Rewrite the records below, from the line containing "locate woman's face." through the line containing "[19,68,43,90]", as a two-column CSV with the headers request and answer. Give one row for each request, with its text and its answer each in a single quoted field and any line breaks replaced by spaces.

Data records
-- begin --
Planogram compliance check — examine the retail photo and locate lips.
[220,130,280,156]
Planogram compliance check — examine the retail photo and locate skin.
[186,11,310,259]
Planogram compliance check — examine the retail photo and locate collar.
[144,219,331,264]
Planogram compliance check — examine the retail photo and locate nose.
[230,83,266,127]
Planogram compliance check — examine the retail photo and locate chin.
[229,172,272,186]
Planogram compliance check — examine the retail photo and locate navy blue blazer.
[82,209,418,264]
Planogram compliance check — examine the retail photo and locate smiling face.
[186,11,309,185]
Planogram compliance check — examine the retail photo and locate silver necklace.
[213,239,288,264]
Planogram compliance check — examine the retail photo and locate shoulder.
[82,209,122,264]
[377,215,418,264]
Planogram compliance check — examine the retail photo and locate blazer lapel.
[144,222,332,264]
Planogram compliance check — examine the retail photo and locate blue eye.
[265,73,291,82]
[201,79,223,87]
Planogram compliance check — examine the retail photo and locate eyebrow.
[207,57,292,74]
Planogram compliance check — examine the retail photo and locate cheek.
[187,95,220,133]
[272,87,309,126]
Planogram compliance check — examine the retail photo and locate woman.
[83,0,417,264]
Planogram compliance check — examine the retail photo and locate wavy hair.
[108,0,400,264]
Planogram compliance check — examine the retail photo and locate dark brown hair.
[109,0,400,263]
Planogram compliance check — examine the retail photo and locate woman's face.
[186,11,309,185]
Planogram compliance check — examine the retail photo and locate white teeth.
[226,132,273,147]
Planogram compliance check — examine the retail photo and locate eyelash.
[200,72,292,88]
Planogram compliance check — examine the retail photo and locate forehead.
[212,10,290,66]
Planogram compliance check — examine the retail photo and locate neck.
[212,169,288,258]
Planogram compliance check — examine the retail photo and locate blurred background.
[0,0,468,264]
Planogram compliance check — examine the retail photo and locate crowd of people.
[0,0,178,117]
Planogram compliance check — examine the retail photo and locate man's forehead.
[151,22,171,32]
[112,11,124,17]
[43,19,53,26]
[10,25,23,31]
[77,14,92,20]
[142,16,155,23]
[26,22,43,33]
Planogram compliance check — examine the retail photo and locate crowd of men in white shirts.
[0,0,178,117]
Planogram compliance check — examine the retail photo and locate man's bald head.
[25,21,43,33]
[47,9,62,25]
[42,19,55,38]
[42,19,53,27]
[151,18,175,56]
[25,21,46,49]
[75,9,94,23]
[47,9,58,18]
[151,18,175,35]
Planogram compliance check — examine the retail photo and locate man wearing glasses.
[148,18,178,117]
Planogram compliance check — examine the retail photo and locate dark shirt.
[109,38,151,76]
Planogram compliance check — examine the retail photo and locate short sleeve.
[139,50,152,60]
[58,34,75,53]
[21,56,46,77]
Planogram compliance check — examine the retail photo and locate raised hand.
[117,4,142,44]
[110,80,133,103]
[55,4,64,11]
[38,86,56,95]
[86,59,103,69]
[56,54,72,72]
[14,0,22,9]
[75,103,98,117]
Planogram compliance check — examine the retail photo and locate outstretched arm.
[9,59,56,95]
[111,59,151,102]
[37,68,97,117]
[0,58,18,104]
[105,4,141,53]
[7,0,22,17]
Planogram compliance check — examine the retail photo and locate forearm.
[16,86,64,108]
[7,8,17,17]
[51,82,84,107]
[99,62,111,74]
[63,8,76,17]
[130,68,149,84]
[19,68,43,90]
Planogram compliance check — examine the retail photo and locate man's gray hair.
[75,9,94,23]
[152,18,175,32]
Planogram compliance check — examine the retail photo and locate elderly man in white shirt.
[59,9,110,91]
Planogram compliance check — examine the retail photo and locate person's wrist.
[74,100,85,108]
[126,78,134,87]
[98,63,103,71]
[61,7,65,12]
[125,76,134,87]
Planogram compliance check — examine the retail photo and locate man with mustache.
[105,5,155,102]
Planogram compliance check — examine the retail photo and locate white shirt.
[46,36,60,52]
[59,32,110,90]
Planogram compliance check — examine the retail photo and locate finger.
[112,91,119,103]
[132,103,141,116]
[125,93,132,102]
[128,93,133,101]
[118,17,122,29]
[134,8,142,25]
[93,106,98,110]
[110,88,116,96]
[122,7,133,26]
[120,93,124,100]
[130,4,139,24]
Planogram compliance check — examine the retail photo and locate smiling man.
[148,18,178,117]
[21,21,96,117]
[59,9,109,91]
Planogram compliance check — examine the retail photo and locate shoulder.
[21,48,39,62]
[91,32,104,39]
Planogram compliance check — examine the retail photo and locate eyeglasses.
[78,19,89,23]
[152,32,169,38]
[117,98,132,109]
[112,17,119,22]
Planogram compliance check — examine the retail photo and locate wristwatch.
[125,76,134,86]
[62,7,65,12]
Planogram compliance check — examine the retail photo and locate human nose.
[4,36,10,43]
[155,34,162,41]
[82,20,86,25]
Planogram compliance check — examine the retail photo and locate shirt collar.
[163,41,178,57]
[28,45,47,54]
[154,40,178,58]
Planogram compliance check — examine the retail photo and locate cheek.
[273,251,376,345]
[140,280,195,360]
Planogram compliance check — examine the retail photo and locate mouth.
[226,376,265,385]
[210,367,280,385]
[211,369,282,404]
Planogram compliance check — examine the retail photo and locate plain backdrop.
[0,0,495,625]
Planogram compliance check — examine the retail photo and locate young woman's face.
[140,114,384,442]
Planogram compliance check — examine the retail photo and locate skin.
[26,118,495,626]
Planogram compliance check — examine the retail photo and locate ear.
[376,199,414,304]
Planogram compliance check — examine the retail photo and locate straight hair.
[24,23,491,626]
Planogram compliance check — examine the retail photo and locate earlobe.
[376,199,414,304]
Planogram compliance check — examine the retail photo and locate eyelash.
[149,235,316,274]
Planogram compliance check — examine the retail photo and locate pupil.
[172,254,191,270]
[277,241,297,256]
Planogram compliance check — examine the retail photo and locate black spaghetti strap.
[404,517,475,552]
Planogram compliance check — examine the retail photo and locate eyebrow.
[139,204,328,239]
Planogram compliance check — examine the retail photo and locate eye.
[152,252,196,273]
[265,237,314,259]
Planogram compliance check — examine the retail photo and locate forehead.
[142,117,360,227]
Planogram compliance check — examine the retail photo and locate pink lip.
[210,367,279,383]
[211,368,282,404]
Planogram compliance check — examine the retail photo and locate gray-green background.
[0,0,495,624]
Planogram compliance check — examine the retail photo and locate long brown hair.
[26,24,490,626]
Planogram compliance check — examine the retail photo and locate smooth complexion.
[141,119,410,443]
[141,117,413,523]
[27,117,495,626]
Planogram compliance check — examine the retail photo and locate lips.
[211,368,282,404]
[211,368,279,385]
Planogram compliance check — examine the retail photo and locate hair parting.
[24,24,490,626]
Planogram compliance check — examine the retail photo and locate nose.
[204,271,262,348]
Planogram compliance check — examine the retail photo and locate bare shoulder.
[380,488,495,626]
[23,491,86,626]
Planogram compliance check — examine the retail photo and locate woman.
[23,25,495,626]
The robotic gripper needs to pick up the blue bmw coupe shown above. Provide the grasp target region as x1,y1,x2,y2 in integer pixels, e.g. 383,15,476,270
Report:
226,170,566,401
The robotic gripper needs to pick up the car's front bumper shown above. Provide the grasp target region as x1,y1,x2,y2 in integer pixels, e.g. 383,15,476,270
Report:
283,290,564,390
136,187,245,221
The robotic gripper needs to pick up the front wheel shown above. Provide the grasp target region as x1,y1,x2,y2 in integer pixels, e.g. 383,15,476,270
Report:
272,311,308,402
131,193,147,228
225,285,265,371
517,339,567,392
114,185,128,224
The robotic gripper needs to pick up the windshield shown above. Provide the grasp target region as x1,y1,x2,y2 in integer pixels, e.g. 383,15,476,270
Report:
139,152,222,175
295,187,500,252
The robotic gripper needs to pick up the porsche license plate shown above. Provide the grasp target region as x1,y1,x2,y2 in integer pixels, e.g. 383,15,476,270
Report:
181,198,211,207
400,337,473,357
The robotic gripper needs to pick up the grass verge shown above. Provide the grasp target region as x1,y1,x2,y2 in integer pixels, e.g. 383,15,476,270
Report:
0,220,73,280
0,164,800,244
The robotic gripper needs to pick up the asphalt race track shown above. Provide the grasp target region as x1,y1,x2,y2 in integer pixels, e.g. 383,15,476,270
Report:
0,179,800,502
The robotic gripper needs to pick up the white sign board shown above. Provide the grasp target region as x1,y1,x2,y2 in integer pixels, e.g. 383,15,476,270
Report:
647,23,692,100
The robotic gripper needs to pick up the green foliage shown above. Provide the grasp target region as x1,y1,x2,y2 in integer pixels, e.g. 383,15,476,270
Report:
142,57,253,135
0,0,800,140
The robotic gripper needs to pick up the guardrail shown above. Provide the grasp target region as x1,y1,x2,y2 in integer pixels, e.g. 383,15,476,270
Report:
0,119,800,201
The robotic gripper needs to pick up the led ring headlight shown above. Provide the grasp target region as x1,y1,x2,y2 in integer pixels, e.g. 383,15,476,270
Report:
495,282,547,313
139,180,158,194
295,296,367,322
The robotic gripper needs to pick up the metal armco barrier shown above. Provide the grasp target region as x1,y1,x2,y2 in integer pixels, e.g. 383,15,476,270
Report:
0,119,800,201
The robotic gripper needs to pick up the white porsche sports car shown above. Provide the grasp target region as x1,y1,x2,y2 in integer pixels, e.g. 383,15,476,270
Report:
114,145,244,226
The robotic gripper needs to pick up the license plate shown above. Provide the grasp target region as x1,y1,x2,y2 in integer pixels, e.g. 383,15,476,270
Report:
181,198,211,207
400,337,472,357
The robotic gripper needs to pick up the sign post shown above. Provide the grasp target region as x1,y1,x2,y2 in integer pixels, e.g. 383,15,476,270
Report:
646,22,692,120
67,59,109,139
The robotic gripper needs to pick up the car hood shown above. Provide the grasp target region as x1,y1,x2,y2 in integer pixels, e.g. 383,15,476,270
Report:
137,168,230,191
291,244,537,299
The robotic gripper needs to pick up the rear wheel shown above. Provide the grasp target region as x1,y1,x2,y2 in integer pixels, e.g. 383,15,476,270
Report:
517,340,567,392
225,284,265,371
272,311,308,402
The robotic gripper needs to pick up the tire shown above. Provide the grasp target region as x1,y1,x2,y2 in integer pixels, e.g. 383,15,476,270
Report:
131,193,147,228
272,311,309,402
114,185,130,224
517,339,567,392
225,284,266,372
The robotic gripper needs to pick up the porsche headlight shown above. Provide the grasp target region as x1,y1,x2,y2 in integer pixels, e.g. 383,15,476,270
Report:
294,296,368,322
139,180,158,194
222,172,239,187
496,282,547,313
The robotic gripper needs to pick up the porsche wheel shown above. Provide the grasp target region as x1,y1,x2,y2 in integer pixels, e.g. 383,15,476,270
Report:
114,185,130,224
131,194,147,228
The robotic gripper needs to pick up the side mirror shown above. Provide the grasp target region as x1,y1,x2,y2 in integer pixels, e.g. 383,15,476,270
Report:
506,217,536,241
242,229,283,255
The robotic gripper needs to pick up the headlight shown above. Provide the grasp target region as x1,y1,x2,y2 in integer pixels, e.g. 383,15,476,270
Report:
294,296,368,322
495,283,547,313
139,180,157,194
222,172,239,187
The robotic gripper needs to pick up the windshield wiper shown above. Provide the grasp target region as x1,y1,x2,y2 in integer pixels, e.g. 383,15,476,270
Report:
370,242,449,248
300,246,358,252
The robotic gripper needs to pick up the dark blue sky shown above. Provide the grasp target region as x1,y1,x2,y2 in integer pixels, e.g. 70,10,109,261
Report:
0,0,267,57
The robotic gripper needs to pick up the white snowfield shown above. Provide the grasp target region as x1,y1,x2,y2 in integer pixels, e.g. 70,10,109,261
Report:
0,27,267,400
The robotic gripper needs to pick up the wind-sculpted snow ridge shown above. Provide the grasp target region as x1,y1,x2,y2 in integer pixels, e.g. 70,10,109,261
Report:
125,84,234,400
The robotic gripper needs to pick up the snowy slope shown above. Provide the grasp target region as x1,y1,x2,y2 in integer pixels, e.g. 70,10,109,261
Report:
-- end --
§ **ANSWER TO THIS TASK**
request,answer
"Planogram compliance check — examine the retail photo and locate woman's face.","[186,11,309,185]"
"Planogram compliance check — examine the retail photo and locate white teeth.","[226,132,273,147]"
"Planogram compliance check — examine the retail photo and locate eyelash.","[200,72,292,88]"
"Planogram compliance check — examine the retail photo and locate forehead.","[212,10,290,66]"
"Planogram compliance check — examine the retail photo and locate neck.","[212,169,288,258]"
"Planogram compliance check — examine the retail photo and locate blurred background.","[0,0,468,264]"
"Planogram compliance check — examine the retail photo and locate crowd of people.","[0,0,178,117]"
"Planogram compliance check — examine the retail photo and locate man's forehead.","[151,22,171,32] [112,11,124,17] [43,19,53,26] [10,25,23,31] [77,14,92,20] [142,16,155,23] [26,22,43,33]"
"Planogram compliance check — examine the retail photo and locate crowd of men in white shirts.","[0,0,178,117]"
"Planogram compliance check — examine the retail photo and locate man's bald head.","[25,21,43,33] [47,9,62,25] [42,19,55,38] [42,19,53,27] [151,18,175,56] [25,21,46,49] [75,9,94,23] [47,9,58,18] [151,18,175,35]"
"Planogram compliance check — examine the retail photo and locate man wearing glasses.","[148,18,178,117]"
"Planogram compliance check — examine the retail photo and locate dark shirt.","[109,38,151,76]"
"Planogram compliance check — examine the retail photo and locate short sleeve.","[139,50,152,60] [58,34,75,53] [21,56,46,77]"
"Planogram compliance check — examine the retail photo and locate raised hand.","[117,4,142,44] [110,80,133,103] [55,4,64,11] [38,86,56,95] [86,59,103,69] [56,54,72,72] [14,0,22,9] [75,103,98,117]"
"Planogram compliance check — examine the retail photo and locate outstretched arm.","[9,59,56,95] [111,59,151,102] [37,68,97,117] [0,58,18,104] [105,4,141,53] [7,0,22,17]"
"Planogram compliance check — examine the retail photo and locate forearm.","[16,86,64,108] [7,8,17,17] [51,82,84,107] [99,62,111,74] [63,8,76,17] [130,68,149,84] [19,68,43,90]"